* Start Data shown *
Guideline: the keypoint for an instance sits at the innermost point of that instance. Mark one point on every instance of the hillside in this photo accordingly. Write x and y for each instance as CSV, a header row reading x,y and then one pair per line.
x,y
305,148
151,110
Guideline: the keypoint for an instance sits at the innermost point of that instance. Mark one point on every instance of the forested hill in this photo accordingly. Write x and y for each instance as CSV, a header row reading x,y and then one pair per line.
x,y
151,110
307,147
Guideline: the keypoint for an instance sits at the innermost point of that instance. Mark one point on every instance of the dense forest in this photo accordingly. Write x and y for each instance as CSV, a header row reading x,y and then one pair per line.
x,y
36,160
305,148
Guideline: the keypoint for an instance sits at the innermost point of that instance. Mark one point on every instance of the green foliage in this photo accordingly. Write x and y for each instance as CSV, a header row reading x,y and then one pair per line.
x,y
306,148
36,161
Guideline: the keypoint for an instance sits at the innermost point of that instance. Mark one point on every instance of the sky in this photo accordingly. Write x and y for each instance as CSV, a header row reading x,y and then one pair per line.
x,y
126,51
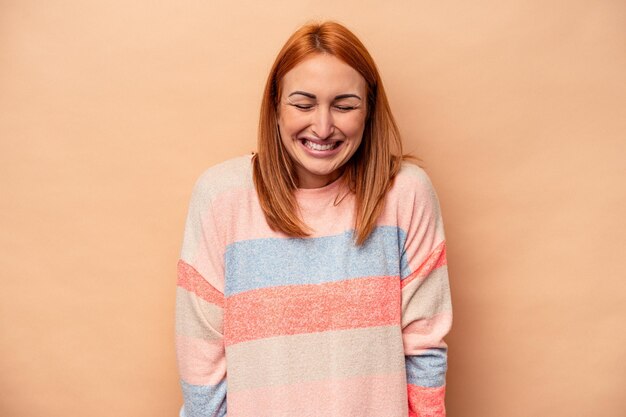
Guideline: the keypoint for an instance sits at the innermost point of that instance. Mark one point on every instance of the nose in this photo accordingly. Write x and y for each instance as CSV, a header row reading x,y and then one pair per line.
* End Data shown *
Written request:
Recast the lines as a Markdown table with the columns Row and Line, starting at the line that contains "of the green" and stopping after the final line of the records. Skip blank lines and leave the pictures out.

Finished task:
| Row | Line |
|---|---|
| 1 | Guideline: the keypoint for an instance sits at the innermost point of that instance. Mark one point on every instance of the green foliage in this photo accordingly. Write x and y for each instance as CSV, a header row reading x,y and then one pair per line. |
| 2 | x,y |
| 3 | 306,148 |
| 4 | 36,161 |
| 5 | Guideline: the keypoint for an instance sits at the innermost point of that instance. Mark one point on every instance of the sky in this photo accordingly. Write x and y for each instance as CSV, a header row reading x,y and then one pair per line. |
| 6 | x,y |
| 7 | 126,51 |
| 8 | Guideline: the keypoint for an instance sits at the innermost point of that instance. Mark one point on every instance of the nose in this photo accordingly. Write x and y for each instance as CSV, a header row reading x,y and then one pair per line. |